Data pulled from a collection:
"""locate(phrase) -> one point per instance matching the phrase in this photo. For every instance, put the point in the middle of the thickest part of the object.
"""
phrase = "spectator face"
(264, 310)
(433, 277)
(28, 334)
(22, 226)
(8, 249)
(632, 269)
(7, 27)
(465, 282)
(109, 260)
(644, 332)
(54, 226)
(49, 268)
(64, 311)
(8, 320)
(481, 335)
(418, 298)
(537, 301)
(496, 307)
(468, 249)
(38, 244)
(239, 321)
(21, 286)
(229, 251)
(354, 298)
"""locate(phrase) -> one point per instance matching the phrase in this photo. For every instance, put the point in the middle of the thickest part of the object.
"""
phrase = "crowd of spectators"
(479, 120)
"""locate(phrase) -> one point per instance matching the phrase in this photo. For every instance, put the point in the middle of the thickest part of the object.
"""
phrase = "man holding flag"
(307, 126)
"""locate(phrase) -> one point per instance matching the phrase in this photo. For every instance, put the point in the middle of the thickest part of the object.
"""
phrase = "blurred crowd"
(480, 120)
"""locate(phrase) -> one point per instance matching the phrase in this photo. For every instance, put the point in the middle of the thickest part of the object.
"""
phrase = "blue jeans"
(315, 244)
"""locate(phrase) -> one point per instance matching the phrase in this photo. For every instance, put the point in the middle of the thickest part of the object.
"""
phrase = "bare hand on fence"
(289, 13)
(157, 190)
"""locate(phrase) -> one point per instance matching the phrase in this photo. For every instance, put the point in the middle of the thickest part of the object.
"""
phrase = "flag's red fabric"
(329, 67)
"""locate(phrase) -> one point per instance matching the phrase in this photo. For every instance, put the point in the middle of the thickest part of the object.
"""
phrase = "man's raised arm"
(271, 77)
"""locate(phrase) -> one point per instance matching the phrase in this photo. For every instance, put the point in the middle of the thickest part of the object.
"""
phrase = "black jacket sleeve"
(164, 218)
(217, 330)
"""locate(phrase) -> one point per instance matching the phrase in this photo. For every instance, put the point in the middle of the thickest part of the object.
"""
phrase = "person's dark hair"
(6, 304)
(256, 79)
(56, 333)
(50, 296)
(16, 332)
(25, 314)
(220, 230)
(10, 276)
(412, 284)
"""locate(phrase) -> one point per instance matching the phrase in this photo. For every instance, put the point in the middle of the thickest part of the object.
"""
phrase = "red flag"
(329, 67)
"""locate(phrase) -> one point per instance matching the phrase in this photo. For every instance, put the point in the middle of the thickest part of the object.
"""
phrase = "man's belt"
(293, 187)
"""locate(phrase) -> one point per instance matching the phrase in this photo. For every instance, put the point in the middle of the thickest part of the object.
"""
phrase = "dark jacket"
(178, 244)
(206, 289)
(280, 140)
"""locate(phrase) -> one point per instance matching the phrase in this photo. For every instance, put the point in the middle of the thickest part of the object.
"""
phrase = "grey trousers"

- Work instructions
Which lines in the data above contain the string "flag"? Extract each of them, treating case as significant.

- Output
phrase = "man holding flag"
phrase = "flag's red fabric"
phrase = "red flag"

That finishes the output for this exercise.